▶ Article
Email Integration #
BonsAI allows users to submit documents via email. The system uses Postfix as the SMTP server to receive emails, extracts attachments, and processes them through the document pipeline.
Overview #
The email integration provides:
- Document Ingestion via Email: Users can email documents directly to BonsAI
- Extraction Type Routing: Email address tags determine document type (AP bills, AR invoices, etc.)
- Attachment Processing: Only attachments are extracted and imported as documents
- Sender Whitelisting: Entity-level control over allowed senders
- Deduplication: Prevents reprocessing of duplicate emails
- TLS Encryption: Let’s Encrypt certificates for secure email transport
Architecture #
Email arrives on SMTP (port 25)
↓
Postfix MTA
↓
tofu-postfix (Rust)
↓
┌───────┴───────┐
│ │
Redis S3 (raw email)
(dedup) │
↓
RabbitMQ
↓
bonsai-trigger-sync
↓
┌────────────┴────────────┐
│ │
PostgreSQL S3 (documents)
(Document records) (Attachment files)
Components #
| Component | Location | Purpose |
|---|---|---|
| tofu-postfix | apps/tofu-postfix/ |
SMTP server that receives and parses emails |
| bonsai-trigger-sync | apps/bonsai-trigger-sync/ |
Worker that processes emails and creates documents |
| Deployment | deployment/resources/tofu-postfix/ |
Kubernetes manifests |
Email Address Format #
Users must send emails to a specially formatted address:
{username}-{random}+{extraction-type}@{domain}
Default Format #
When an email integration is created, the system generates a default email address:
{organization-slug}-{entity-slug}-{random}+{extraction-type}@{domain}
- organization-slug: The organization’s URL slug (lowercase)
- entity-slug: The entity’s URL slug (lowercase)
- random: A 6-character alphanumeric string for uniqueness
- extraction-type: The document type tag (e.g.,
ap-bills) - domain: The email ingestion domain (environment-specific)
Example #
acme-corp-headquarters-x7k2m9+ap-bills@docs.gotofu.com
| Part | Description |
|---|---|
acme-corp-headquarters |
Default username (org-slug + entity-slug) |
x7k2m9 |
Random suffix for uniqueness |
+ |
Delimiter (SMTP recipient delimiter) |
ap-bills |
Extraction type tag |
@docs.gotofu.com |
Email ingestion domain (environment-specific) |
Custom Username #
Users can customize the username portion via the UI. When the username is changed:
- A new random suffix is generated
- The username must be 40 characters or fewer
- The username must form a valid email address
This allows organizations to create more memorable email addresses like:
invoices-x7k2m9+ap-bills@docs.gotofu.com
Supported Extraction Types #
| Tag | Extraction Type | Description |
|---|---|---|
ap-bills |
AP Bill | Accounts Payable Bill |
ar-invoices |
AR Invoice | Accounts Receivable Invoice |
bank-statements |
Bank Statement | Bank Statement |
direct-expenses |
Direct Expense | Direct Expense |
expense-claims |
Expense Claim | Expense Claim |
Domain Configuration #
| Environment | Domain |
|---|---|
| Development | docs-dev.gotofu.com |
| Production | docs.gotofu.com |
The domain is configured via the EMAIL_DOC_INGESTION_DOMAIN environment variable.

▶ Extracted records
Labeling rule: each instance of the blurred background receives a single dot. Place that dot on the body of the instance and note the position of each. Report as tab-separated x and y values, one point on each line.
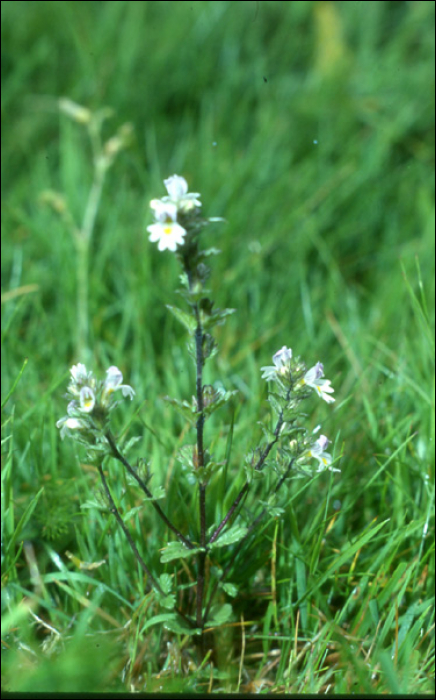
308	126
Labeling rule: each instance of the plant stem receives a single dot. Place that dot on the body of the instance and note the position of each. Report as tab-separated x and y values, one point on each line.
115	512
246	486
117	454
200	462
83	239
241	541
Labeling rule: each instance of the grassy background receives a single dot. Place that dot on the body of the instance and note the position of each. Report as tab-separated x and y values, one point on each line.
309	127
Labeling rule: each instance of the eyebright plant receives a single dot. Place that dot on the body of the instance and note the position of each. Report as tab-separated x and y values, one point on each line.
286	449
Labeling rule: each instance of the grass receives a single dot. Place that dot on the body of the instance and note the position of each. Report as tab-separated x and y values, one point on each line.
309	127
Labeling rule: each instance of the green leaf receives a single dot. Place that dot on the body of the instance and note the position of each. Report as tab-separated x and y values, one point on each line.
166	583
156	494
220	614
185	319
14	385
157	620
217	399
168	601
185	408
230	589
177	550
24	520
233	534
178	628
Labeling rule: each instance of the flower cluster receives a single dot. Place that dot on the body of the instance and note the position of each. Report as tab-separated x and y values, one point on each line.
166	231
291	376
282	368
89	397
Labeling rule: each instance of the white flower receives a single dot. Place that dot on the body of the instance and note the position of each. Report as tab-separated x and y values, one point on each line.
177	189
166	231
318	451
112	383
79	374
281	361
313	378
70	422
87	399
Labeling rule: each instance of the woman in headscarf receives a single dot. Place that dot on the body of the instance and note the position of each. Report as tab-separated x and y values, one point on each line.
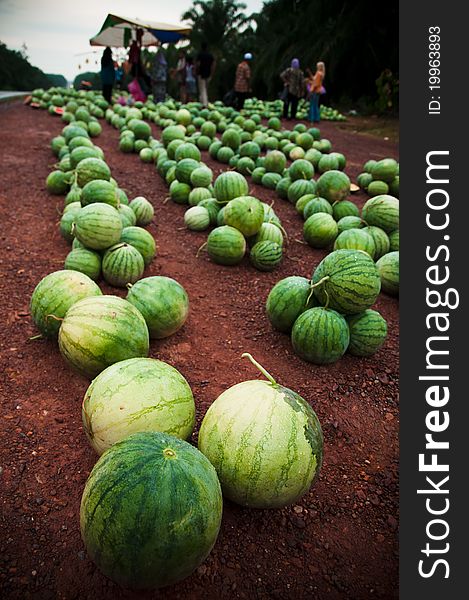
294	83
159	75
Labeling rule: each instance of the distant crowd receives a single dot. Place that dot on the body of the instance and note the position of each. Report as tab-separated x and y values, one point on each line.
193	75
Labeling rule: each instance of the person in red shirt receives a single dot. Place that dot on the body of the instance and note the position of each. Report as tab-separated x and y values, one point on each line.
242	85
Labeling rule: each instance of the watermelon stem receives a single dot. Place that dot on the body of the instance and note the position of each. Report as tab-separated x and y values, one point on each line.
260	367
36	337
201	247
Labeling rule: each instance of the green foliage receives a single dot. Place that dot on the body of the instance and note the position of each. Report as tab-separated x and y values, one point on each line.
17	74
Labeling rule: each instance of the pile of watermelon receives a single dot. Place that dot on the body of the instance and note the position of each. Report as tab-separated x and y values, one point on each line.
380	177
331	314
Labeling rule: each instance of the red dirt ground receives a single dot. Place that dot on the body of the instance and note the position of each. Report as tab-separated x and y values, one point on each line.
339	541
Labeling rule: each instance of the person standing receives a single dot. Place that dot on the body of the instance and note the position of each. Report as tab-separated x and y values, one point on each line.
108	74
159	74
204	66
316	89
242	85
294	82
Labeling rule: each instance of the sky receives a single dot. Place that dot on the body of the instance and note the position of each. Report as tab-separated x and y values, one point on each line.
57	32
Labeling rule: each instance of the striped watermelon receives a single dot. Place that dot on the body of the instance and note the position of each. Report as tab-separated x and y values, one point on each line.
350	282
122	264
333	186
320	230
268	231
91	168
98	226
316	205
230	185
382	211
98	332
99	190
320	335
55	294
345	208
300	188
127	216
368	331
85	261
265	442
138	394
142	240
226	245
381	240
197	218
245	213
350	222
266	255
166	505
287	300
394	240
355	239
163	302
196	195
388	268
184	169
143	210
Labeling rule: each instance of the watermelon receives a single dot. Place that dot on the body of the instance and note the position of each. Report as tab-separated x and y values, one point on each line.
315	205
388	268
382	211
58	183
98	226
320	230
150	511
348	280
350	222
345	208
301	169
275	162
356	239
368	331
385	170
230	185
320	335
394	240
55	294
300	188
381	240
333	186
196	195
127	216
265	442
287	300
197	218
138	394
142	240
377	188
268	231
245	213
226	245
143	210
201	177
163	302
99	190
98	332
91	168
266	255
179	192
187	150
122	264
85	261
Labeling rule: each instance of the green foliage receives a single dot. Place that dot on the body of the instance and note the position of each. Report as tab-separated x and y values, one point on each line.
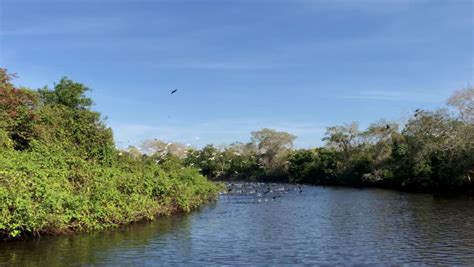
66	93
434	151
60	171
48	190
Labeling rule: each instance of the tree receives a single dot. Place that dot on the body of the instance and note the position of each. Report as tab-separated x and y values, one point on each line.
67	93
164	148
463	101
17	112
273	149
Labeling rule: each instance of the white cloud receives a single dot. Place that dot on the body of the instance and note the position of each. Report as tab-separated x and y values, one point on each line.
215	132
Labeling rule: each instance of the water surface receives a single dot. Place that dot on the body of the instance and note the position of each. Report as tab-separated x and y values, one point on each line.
...
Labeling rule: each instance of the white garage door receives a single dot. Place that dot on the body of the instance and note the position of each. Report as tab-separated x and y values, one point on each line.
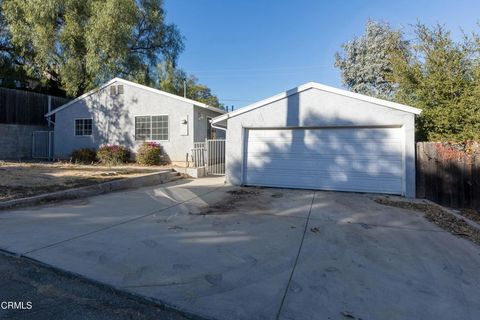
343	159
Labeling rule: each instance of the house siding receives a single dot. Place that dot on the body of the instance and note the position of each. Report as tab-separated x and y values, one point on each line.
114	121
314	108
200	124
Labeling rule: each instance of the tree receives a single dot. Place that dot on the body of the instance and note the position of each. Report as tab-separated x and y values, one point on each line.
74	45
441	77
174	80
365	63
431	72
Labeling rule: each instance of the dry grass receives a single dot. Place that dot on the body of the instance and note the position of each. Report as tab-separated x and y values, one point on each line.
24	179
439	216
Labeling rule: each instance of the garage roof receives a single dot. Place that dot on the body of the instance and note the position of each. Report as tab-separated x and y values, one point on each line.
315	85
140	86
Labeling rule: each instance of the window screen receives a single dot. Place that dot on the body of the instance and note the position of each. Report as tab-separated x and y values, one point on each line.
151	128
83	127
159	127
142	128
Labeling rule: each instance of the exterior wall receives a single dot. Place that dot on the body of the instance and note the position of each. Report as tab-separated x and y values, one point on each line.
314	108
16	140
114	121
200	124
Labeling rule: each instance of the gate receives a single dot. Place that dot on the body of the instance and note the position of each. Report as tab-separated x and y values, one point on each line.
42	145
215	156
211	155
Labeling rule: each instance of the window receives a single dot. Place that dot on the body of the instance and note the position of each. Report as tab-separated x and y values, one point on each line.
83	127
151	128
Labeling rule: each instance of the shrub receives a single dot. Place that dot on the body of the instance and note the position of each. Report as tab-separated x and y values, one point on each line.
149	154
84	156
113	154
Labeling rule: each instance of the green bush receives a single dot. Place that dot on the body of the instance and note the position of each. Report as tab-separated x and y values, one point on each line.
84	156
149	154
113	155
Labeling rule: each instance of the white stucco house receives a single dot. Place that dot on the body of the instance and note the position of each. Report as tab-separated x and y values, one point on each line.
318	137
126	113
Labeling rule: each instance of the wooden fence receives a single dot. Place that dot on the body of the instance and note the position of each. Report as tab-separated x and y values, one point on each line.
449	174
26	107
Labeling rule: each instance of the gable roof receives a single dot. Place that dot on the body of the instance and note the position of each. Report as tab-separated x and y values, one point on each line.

▶ Problems and tasks
[1] Please answer these questions from the email integration page, one line each:
(a) On which port do emails arrive over SMTP?
(b) How many characters may a custom username have at most?
(c) Which domain is used in the Development environment?
[2] Resume the email integration documentation after its last sentence, writing the section that would come next.

▶ Answers by task
[1]
(a) Port 25
(b) 40 characters or fewer
(c) docs-dev.gotofu.com

[2]
Email Processing Flow #
1. Email Reception (tofu-postfix) #
- Email arrives on SMTP port 25
- Postfix receives and validates the email
- Postfix invokes
tofu-postfix-wrapperscript with sender and recipient - Rust binary reads email from stdin and parses RFC822 format
- Validates email has attachments (exits if none)
- Extracts or generates Message-ID for deduplication
- Checks Redis for duplicate (24-hour TTL)
- Uploads raw email bytes to S3
- Enqueues
EmailTriggerSyncJobto RabbitMQ
2. Attachment Processing (bonsai-trigger-sync) #
- Reads raw email from S3
- Looks up entity by username via Email integration
- Validates sender is in whitelist
- Checks extraction type is enabled for entity
- For each attachment:
- Validates MIME type (PDF, JPEG, PNG only)
- Checks file size (max 10 MB)
- Uploads to S3 document bucket
- Creates Document record with email metadata
- Enqueues document conversion job
Attachment Handling #
Supported File Types #
| MIME Type | Extension |
|---|---|
application/pdf |
.pdf |
image/jpeg |
.jpg, .jpeg |
image/png |
.png |
Size Limits #
- Maximum attachment size: 10 MB per file
- Maximum email size: 25 MB (including all attachments and body)
Inline Images #
- Inline images with
Content-IDheaders (typically email signatures) are skipped - Only actual file attachments are processed
Entity Integration Setup #
For an entity to receive documents via email:
- Create an Entity Integration with provider
Email - Set
unique_internal_query_keyto the entity username (lowercase) - Configure optional sender whitelist in metadata
Whitelist Configuration #
The integration metadata supports:
{
"address_whitelist": ["supplier@example.com", "finance@vendor.com"],
"domain_whitelist": ["trusted-vendor.com", "partner.org"]
}
- If both are empty/null: all senders allowed
- If either is set: sender must match an address or domain
Disposable Domain Blocking #
Emails from disposable/temporary email domains are automatically blocked. The blocklist is loaded from /etc/config/disposable_domains.txt.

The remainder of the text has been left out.